● **Excerpt**:
The National Humanities Medal, inaugurated in 1997, honors individuals or groups whose work has deepened the nation's understanding of the humanities and broadened our citizens' engagement with history, literature, languages, philosophy, and other humanities subjects. Lewis will be the first U-M faculty member to receive this prestigious award.
Lewis is an esteemed scholar in higher education, humanities scholarship, and the role of race in American history and has authored several books on these subjects. He is also president emeritus of The Andrew W. Mellon Foundation, where he worked to foster diversity, equity,and inclusion in higher education. “As a historian of the African American experience, Earl Lewis has produced pathbreaking and insightful scholarship. In his current role at the Center for Social Solutions, he has demonstrated the intellectual and social utility of the humanities,” explained the center’s associate director and Edgar G. Epps Collegiate Professor, Alford Young, Jr. “he has led various efforts that illustrate how the humanities can serve alongside the social and natural sciences to enrich understandings of societal problems and the pathways towards their solution.” At the Center for Social Solutions, Lewis guides initiatives that address four core areas of social concern: diversity and race, slavery and its aftermath, water and security, and the dignity of labor in an automated world.
“Dr. Lewis is a distinguished scholar, an award-winning author, and an educational leader, as well as a longstanding mentor and dear friend,” notes U-M President Santa J. Ono. “As founding director of the University of Michigan’s Center for Social Solutions, he is leading the scholarship in justice and equity so necessary for us to advance as a prosperous democratic society. I could not imagine a better selection by the National Endowment for the Humanities and President Biden.”
“As one of the country’s preeminent scholars and higher education leaders, Dr. Lewis has changed the way we as a college, university, and academy approach and study the humanities, and examine the role of race in the history of this country,” stated Anne Curzan, dean of the College of Literature, Science, and the Arts at U-M. “I am honored to be his colleague here at U-M.”

● **Exercise objective**: Carry on the piece about Earl Lewis and the National Humanities Medal, picking up after its final sentence.

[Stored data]

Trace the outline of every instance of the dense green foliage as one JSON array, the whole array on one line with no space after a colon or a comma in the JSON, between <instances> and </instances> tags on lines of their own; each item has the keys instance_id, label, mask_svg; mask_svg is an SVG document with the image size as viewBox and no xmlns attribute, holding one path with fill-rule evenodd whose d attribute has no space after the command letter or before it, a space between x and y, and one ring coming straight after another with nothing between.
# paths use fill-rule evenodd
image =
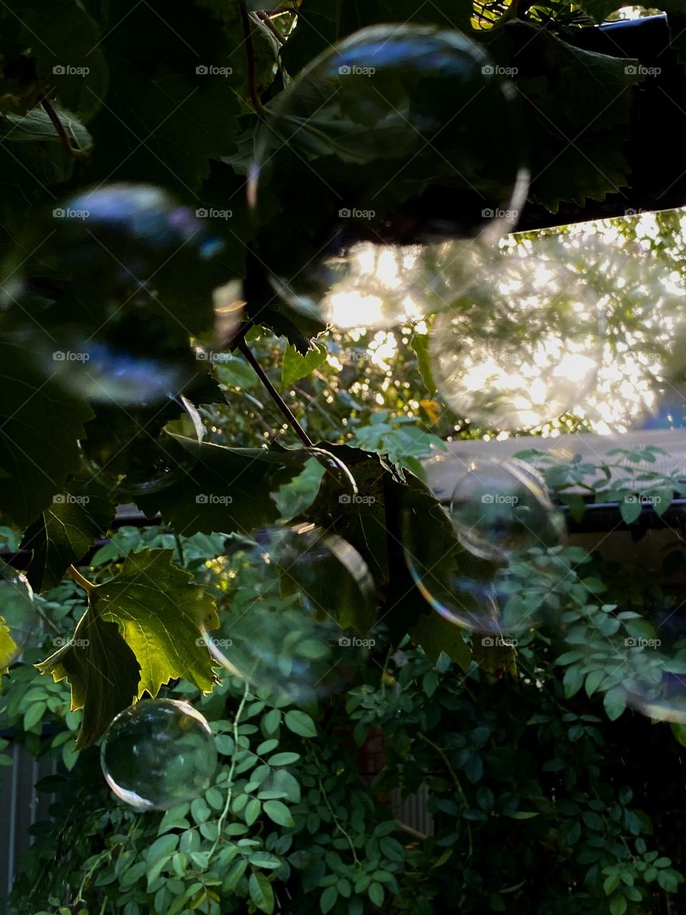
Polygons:
<instances>
[{"instance_id":1,"label":"dense green foliage","mask_svg":"<svg viewBox=\"0 0 686 915\"><path fill-rule=\"evenodd\" d=\"M642 76L631 61L570 42L616 5L303 0L264 13L252 0L2 5L0 532L9 552L30 554L44 628L10 666L15 646L0 619L0 722L37 759L59 760L42 786L57 796L54 816L34 827L12 910L668 910L683 880L675 737L686 738L626 710L622 653L625 639L654 635L642 613L659 604L660 585L638 574L627 580L579 546L534 550L513 564L510 595L537 602L532 576L547 569L560 627L527 631L515 650L431 614L398 548L401 519L412 515L439 562L470 560L419 458L453 436L498 430L470 426L437 399L430 317L390 334L325 333L273 294L273 265L304 268L340 206L333 190L313 189L306 163L275 163L263 177L259 212L246 202L257 132L280 92L330 45L389 18L459 27L511 75L531 200L554 211L563 200L604 199L628 180L622 144ZM668 7L678 36L686 5ZM443 111L451 100L434 101ZM488 114L472 109L462 128L488 126L483 161L468 163L477 185L487 176L477 191L490 173L514 170L512 138L498 142ZM436 181L431 158L420 156L412 182L389 184L392 145L386 158L378 149L365 157L362 145L351 166L327 133L327 110L311 121L329 172L352 193L364 166L371 186L384 186L384 211L402 214L411 194L422 198ZM161 186L207 210L208 234L223 243L207 264L190 245L157 253L145 307L98 240L65 228L60 215L84 187L114 181ZM627 261L637 240L622 221L614 229ZM641 250L683 276L681 242L679 218L666 214ZM577 253L577 268L584 263ZM607 275L595 266L589 283L600 289ZM211 291L235 280L243 281L242 323L219 358L198 359L193 347L213 345ZM638 320L637 289L629 284L631 307L617 309L624 332ZM84 336L104 328L109 342L173 362L185 379L179 396L104 404L46 377L38 324L53 342L74 327ZM263 393L247 347L299 427ZM555 424L582 427L573 416ZM322 471L309 445L294 447L286 434L298 428L346 466L360 501L349 498L345 475L330 465ZM637 479L632 463L653 457L622 454L616 466L590 467L526 455L573 517L585 503L568 490L591 476L589 495L617 501L629 525L641 511L638 489L661 500L658 513L683 494L677 475ZM626 477L617 479L620 466ZM119 528L89 554L112 532L116 506L131 502L150 525ZM305 709L220 680L198 640L201 623L259 597L257 583L230 595L217 587L216 563L235 554L238 535L280 522L313 522L349 542L377 597L373 618L354 599L339 607L341 625L376 644L351 682ZM673 545L656 579L682 572L679 538ZM72 564L86 576L80 585L65 578ZM285 598L273 608L285 612ZM659 653L650 664L661 676ZM96 745L117 712L158 693L202 710L220 765L204 797L141 815L106 791ZM384 766L370 775L364 748L380 734ZM660 790L651 752L664 765ZM0 752L0 764L8 761ZM389 797L419 790L428 791L431 836L397 822Z\"/></svg>"}]
</instances>

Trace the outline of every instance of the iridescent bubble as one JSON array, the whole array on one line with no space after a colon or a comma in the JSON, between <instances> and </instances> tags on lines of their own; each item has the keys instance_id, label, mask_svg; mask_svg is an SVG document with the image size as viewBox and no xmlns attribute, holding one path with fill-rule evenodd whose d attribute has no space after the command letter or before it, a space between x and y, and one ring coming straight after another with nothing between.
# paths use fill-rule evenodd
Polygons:
<instances>
[{"instance_id":1,"label":"iridescent bubble","mask_svg":"<svg viewBox=\"0 0 686 915\"><path fill-rule=\"evenodd\" d=\"M0 671L42 639L40 618L26 576L0 565Z\"/></svg>"},{"instance_id":2,"label":"iridescent bubble","mask_svg":"<svg viewBox=\"0 0 686 915\"><path fill-rule=\"evenodd\" d=\"M603 692L657 721L686 724L682 571L665 576L660 568L663 544L672 538L667 529L647 532L635 545L626 533L616 540L606 538L601 544L604 559L616 565L615 570L609 564L601 566L610 587L603 594L607 603L592 620L593 660L603 673ZM670 552L671 559L681 554L682 570L680 544L672 540Z\"/></svg>"},{"instance_id":3,"label":"iridescent bubble","mask_svg":"<svg viewBox=\"0 0 686 915\"><path fill-rule=\"evenodd\" d=\"M220 628L210 652L263 696L309 705L354 674L373 640L374 584L347 541L312 524L238 541L213 565Z\"/></svg>"},{"instance_id":4,"label":"iridescent bubble","mask_svg":"<svg viewBox=\"0 0 686 915\"><path fill-rule=\"evenodd\" d=\"M495 562L532 546L552 546L563 530L543 478L515 458L475 462L456 484L450 516L460 543Z\"/></svg>"},{"instance_id":5,"label":"iridescent bubble","mask_svg":"<svg viewBox=\"0 0 686 915\"><path fill-rule=\"evenodd\" d=\"M149 699L114 718L101 749L114 794L138 810L168 810L209 788L217 748L205 718L187 702Z\"/></svg>"},{"instance_id":6,"label":"iridescent bubble","mask_svg":"<svg viewBox=\"0 0 686 915\"><path fill-rule=\"evenodd\" d=\"M5 332L47 378L91 401L126 407L177 396L203 368L191 336L219 348L240 311L221 296L213 305L230 274L203 212L150 185L70 197L3 264Z\"/></svg>"},{"instance_id":7,"label":"iridescent bubble","mask_svg":"<svg viewBox=\"0 0 686 915\"><path fill-rule=\"evenodd\" d=\"M528 429L573 410L601 361L599 310L568 267L534 256L493 259L431 339L439 390L483 429Z\"/></svg>"},{"instance_id":8,"label":"iridescent bubble","mask_svg":"<svg viewBox=\"0 0 686 915\"><path fill-rule=\"evenodd\" d=\"M405 561L434 610L485 633L554 621L569 568L559 555L560 513L532 468L519 461L479 464L457 482L450 511L436 511L435 537L414 510L401 518Z\"/></svg>"},{"instance_id":9,"label":"iridescent bubble","mask_svg":"<svg viewBox=\"0 0 686 915\"><path fill-rule=\"evenodd\" d=\"M259 211L273 170L293 174L294 191L314 179L321 227L261 252L284 299L340 328L390 327L464 286L526 197L515 93L498 72L460 32L374 26L267 106L249 199ZM508 155L494 156L503 137ZM284 210L302 207L284 193Z\"/></svg>"}]
</instances>

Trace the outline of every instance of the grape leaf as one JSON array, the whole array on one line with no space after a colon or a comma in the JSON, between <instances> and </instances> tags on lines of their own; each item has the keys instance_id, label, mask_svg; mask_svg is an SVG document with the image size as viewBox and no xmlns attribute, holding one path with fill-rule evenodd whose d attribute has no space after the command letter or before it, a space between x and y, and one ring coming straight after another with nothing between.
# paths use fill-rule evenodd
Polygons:
<instances>
[{"instance_id":1,"label":"grape leaf","mask_svg":"<svg viewBox=\"0 0 686 915\"><path fill-rule=\"evenodd\" d=\"M116 625L91 608L80 619L70 643L36 666L56 683L69 680L71 708L83 709L77 749L94 743L138 694L140 668L135 655Z\"/></svg>"},{"instance_id":2,"label":"grape leaf","mask_svg":"<svg viewBox=\"0 0 686 915\"><path fill-rule=\"evenodd\" d=\"M417 4L415 0L305 0L297 25L282 50L288 72L295 76L317 54L365 26L381 22L413 22L471 32L471 0Z\"/></svg>"},{"instance_id":3,"label":"grape leaf","mask_svg":"<svg viewBox=\"0 0 686 915\"><path fill-rule=\"evenodd\" d=\"M88 404L46 379L26 350L0 340L0 510L26 527L79 464Z\"/></svg>"},{"instance_id":4,"label":"grape leaf","mask_svg":"<svg viewBox=\"0 0 686 915\"><path fill-rule=\"evenodd\" d=\"M9 627L0 617L0 692L2 691L2 676L9 671L9 662L16 654L16 642L9 634Z\"/></svg>"},{"instance_id":5,"label":"grape leaf","mask_svg":"<svg viewBox=\"0 0 686 915\"><path fill-rule=\"evenodd\" d=\"M445 651L457 662L463 671L469 670L472 652L462 637L462 630L438 613L420 617L409 633L414 644L422 646L430 661L438 661L441 651Z\"/></svg>"},{"instance_id":6,"label":"grape leaf","mask_svg":"<svg viewBox=\"0 0 686 915\"><path fill-rule=\"evenodd\" d=\"M112 28L102 47L111 82L106 107L90 125L93 170L110 180L195 192L209 178L210 159L236 148L241 80L233 68L245 55L240 21L229 33L197 5L190 16L186 5L160 0L127 5L110 5Z\"/></svg>"},{"instance_id":7,"label":"grape leaf","mask_svg":"<svg viewBox=\"0 0 686 915\"><path fill-rule=\"evenodd\" d=\"M168 680L184 677L203 692L216 683L199 637L202 622L219 626L214 598L171 565L173 551L130 554L120 574L91 592L99 617L115 622L141 668L138 697L155 696Z\"/></svg>"},{"instance_id":8,"label":"grape leaf","mask_svg":"<svg viewBox=\"0 0 686 915\"><path fill-rule=\"evenodd\" d=\"M580 0L579 6L594 22L601 23L624 5L618 0ZM677 16L686 16L684 0L667 0L659 4L659 9L663 13L673 13Z\"/></svg>"},{"instance_id":9,"label":"grape leaf","mask_svg":"<svg viewBox=\"0 0 686 915\"><path fill-rule=\"evenodd\" d=\"M286 346L281 370L281 386L290 387L305 375L310 375L326 360L327 351L326 344L314 343L312 349L305 356L301 356L295 347L290 344Z\"/></svg>"},{"instance_id":10,"label":"grape leaf","mask_svg":"<svg viewBox=\"0 0 686 915\"><path fill-rule=\"evenodd\" d=\"M59 584L67 567L78 563L114 517L114 506L83 482L70 483L27 529L20 549L32 550L27 577L34 591Z\"/></svg>"},{"instance_id":11,"label":"grape leaf","mask_svg":"<svg viewBox=\"0 0 686 915\"><path fill-rule=\"evenodd\" d=\"M250 533L278 520L273 493L290 482L311 457L305 448L228 448L169 436L188 463L175 483L160 492L136 498L152 517L159 511L186 535L202 531Z\"/></svg>"}]
</instances>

● **Result for this exercise**:
His impact reaches far beyond the center and is felt by many individuals in all corners of the University. “Earl Lewis is a living testament to the transformative power of the humanities. His uncanny understanding of complex systems is equaled by the force of his moral conviction,”adds U-M Provost Laurie McCauley. “It is wonderful to see Earl’s legacy recognized and his work amplified by our nation’s highest office.”
As a beloved lecturer and mentor, Lewis has maintained his unwavering commitment to ensuring that the study of American history remains relevant and accessible to all. “As a former, and in many ways current, student of Earl's I'm not alone in claiming him as a major influenceon my academic career,” reflects Angela Dillard, Chair of the Department of History. “He has modeled what it means to be a committed scholar, an inspiring teacher, and an equity-minded administrator who believes in institutional transformation. He has exponentially expanded our sense of what's possible for the humanities to do and to become in our troubled world.”
Lewis described receiving the news of this award as a wonderful surprise and extremely humbling. He went on to explain, “This award is a sign for others at the University of Michigan that, while many are talking about the crisis of the humanities, there is a place in American life where the humanities are both recognized and honored. And this is an honor that I carry for myself but also carry for all my colleagues here and at institutions across the nation that do work in the humanities.”